═════ EXTRACT TO READ

PB Fintech’s (PBF) Q2FY23 performance was good on all counts considering that: 1) premium growth has been encouraging (absolute core insurance premiums were >Rs20bn in Q2FY23 vs Rs47bn for FY21); 2) disbursements too have been good in Paisabazaar (PAB) (H1 disbursements at >Rs52bn); 3) take rates increased in the insurance business (effect of hike and mix); 4) lower losses in new initiatives (negative contribution of Rs430mn in Q2FY23 vs Rs540mn loss in Q1FY23). Fixed costs remained range-bound at Rs1.9bn in Q2FY23. The roadmap presented by management is also positive with the aim to reach ~Rs8bn-10bn in adjustedEBITDA by FY27. Management also remains focused on its target of Rs10bn PAT by FY27. We maintain BUY with a DCF-based target price of Rs550 (earlier: Rs700) factoring-in the threat of possible competition from the proposed insurance market place (Bima Sugam). Hence, while our FY27E EBITDA remains unchanged, the implied valuation multiple on FY27E is reduced from 38x earlier to ~30x now.

══════════
═════ RAW DATA

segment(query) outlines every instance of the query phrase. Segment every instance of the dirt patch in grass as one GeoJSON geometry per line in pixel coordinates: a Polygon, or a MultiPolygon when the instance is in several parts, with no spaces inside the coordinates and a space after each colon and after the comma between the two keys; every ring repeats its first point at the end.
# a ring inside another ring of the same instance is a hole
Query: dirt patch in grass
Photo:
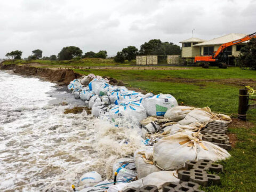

══════════

> [SET OF TASKS]
1. Using the note on PB Fintech's Q2FY23 results, decide whether each statement agrees with it, and answer yes or no, quoting the words that decide it. (a) Fixed costs in Q2FY23 were Rs1.9bn. (b) The target price was raised from Rs550 to Rs700. (c) The implied valuation multiple on FY27E is now about 30x.
2. Carry on with the note on PB Fintech's Q2FY23 results, starting after its last sentence.

> [ANSWERS PROVIDED]
1.
(a) Yes: "Fixed costs remained range-bound at Rs1.9bn in Q2FY23."
(b) No: "a DCF-based target price of Rs550 (earlier: Rs700)"
(c) Yes: "the implied valuation multiple on FY27E is reduced from 38x earlier to ~30x now."

2.
* Estimate Rs9.1bn PAT in FY27E. We estimate total insurance premium income to grow from ~Rs50bn in H1FY23 to Rs452bn in FY27E. EBITDA (pre-ESOP) is expected to improve from a negative ~Rs1.2bn in H1FY23 to a positive Rs8.4bn in FY27E. This improvement would be driven by increase in renewal mix in the core insurance business (we factor-in 38% CAGR between FY22-FY27E vs 65% CAGR seen between Q4FY19 and Q2FY23), Paisabazaar and new initiatives turning profitable by FY24E end. We estimate ‘other income’ offset by tax to lead to Rs9.1bn PAT in FY27E.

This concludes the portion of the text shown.